**The data**
----------------
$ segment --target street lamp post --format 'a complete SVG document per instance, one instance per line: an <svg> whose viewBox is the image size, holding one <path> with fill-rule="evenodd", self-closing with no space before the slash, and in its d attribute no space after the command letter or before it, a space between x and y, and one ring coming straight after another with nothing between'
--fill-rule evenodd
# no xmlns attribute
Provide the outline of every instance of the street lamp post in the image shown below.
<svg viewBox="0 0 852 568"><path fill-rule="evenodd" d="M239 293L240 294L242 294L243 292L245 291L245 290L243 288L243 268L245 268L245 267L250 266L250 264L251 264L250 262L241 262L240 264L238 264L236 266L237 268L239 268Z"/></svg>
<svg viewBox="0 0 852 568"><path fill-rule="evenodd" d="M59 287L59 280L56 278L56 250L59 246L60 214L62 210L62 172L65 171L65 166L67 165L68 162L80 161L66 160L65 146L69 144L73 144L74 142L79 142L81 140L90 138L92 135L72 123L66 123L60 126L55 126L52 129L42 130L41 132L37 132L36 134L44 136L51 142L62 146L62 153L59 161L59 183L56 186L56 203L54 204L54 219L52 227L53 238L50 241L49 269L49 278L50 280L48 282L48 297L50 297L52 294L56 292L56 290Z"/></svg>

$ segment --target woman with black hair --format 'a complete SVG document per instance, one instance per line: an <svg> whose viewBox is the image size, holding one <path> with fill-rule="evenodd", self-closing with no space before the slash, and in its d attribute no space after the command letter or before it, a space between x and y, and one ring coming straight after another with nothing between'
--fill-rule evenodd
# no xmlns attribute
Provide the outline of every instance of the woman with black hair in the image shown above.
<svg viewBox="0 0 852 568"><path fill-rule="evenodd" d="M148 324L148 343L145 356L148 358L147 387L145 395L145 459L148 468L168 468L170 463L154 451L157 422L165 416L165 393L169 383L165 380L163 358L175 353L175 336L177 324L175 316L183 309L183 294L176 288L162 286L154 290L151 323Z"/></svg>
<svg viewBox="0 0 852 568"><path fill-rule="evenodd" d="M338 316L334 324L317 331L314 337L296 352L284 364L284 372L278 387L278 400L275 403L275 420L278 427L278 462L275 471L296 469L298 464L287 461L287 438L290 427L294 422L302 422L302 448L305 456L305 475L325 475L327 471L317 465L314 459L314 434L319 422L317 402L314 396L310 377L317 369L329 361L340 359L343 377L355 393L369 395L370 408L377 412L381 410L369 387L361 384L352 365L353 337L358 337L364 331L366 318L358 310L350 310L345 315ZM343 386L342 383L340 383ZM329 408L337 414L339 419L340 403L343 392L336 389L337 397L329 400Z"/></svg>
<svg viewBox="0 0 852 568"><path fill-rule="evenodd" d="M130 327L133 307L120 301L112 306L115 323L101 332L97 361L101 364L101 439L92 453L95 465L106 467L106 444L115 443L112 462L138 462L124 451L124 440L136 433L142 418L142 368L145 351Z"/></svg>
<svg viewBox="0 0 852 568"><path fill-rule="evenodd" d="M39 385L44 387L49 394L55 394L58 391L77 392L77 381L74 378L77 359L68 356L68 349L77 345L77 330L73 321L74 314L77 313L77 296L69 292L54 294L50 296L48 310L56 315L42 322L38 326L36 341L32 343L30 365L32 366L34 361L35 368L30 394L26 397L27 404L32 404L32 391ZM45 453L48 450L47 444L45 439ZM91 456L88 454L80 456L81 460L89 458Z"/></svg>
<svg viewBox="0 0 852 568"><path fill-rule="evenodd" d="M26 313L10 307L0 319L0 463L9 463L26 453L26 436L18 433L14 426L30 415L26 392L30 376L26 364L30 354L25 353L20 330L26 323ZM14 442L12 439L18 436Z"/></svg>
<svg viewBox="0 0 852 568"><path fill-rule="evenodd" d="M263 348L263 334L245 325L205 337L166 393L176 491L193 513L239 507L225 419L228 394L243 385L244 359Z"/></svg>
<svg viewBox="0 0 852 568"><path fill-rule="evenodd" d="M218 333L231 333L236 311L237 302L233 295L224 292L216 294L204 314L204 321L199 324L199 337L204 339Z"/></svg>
----------------
Report every line in the rows above that contains the word "post", copying each such line in full.

**Response to the exercise**
$ segment --target street lamp post --format 'a complete SVG document per instance, one instance per line: an <svg> whose viewBox is the image size, holding one <path> with fill-rule="evenodd", self-closing with no space before the slash, and in its d attribute no space after the command letter or before it, a space between x and y, and one ring coming straight after another with nothing between'
Provide the outline of every instance of the street lamp post in the image shown below.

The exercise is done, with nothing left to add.